**TASK INSTRUCTIONS:**
Please return, word for word, the stretch of the text about Biscuit from "It seemed like" through "growling at us.".

**GIVEN TEXT:**
● ● ● ● ● ● ●
Search to find nonsense I've forgotten I wrote:

Sad Dog Parents

SN and I were watching TV two nights ago when we heard a strange sound coming from the living room. It was Biscuit. She was on her side, yelping nonstop with her eyes wide open, foaming at the mouth. The foam had soaked all the way through her bed. Panicked, we tried to revive her, but she was like a zombie, just stuck on her side and barking, staring at nothing.


It seemed like this went on forever, but I think it was probably about 3 minutes. When Biscuit finally came to, she tried to stand but kept falling over. She didn't seem to know where she was or even who we were. She was growling at us. 

Finally, we got her calmed down and resting, but she would occasionally let out a yowl, eyes closed. We couldn't tell if she was having a nightmare or was in pain. 

Health problems in older dogs

Later, it was like her mind was gone - she could walk, but only in circles around the perimeter of the room. She was not responding to anything we said or did. She still seemed not to know us.
● ● ● ● ● ● ●
**LISTED ENTRIES:**
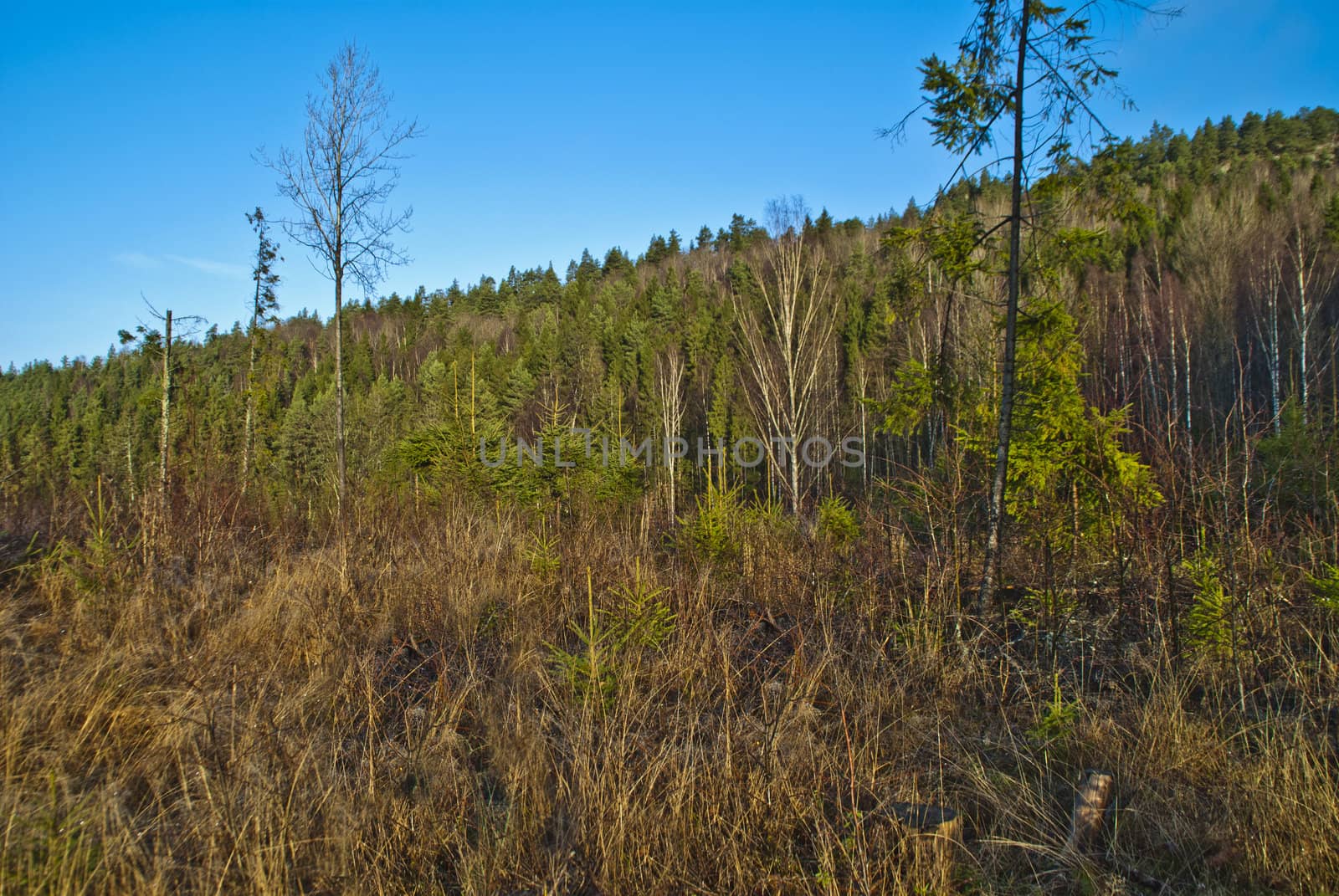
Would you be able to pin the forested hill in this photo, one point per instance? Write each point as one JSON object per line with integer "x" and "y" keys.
{"x": 1187, "y": 279}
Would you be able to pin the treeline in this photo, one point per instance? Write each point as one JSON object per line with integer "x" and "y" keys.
{"x": 1178, "y": 327}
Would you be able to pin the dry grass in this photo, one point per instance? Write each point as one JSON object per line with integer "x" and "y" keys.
{"x": 259, "y": 715}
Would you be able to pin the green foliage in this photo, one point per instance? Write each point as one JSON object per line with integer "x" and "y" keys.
{"x": 613, "y": 642}
{"x": 1326, "y": 586}
{"x": 837, "y": 523}
{"x": 1298, "y": 461}
{"x": 1211, "y": 628}
{"x": 1057, "y": 721}
{"x": 1070, "y": 479}
{"x": 714, "y": 530}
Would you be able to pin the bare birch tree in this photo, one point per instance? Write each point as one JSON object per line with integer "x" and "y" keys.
{"x": 670, "y": 392}
{"x": 339, "y": 182}
{"x": 787, "y": 339}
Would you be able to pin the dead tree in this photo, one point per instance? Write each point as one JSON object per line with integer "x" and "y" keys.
{"x": 339, "y": 182}
{"x": 787, "y": 339}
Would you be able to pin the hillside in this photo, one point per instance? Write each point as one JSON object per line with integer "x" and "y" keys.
{"x": 703, "y": 675}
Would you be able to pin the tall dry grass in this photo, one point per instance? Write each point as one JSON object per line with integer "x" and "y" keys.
{"x": 426, "y": 708}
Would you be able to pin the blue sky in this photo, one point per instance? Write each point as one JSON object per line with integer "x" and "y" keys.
{"x": 129, "y": 131}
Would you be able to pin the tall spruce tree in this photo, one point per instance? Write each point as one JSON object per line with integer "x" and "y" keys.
{"x": 1024, "y": 71}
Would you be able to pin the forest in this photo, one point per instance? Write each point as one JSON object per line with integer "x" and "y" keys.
{"x": 227, "y": 671}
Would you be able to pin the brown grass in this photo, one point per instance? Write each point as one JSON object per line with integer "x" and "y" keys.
{"x": 260, "y": 714}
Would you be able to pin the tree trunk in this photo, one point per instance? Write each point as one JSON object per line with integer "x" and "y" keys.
{"x": 1015, "y": 244}
{"x": 251, "y": 398}
{"x": 339, "y": 389}
{"x": 167, "y": 412}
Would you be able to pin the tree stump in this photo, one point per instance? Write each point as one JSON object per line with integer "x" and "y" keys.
{"x": 935, "y": 835}
{"x": 1091, "y": 800}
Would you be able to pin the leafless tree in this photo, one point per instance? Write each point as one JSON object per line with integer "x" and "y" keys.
{"x": 787, "y": 338}
{"x": 339, "y": 182}
{"x": 670, "y": 387}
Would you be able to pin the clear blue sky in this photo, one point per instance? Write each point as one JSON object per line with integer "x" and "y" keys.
{"x": 129, "y": 129}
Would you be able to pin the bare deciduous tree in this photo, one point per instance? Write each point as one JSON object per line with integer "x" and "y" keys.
{"x": 787, "y": 339}
{"x": 339, "y": 182}
{"x": 670, "y": 387}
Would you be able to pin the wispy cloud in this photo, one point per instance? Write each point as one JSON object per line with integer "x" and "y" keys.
{"x": 136, "y": 260}
{"x": 208, "y": 265}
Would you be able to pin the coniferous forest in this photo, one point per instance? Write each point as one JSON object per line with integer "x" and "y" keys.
{"x": 244, "y": 655}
● ● ● ● ● ● ●
**SOLUTION TO THE PROBLEM:**
It seemed like this went on forever, but I think it was probably about 3 minutes. When Biscuit finally came to, she tried to stand but kept falling over. She didn't seem to know where she was or even who we were. She was growling at us.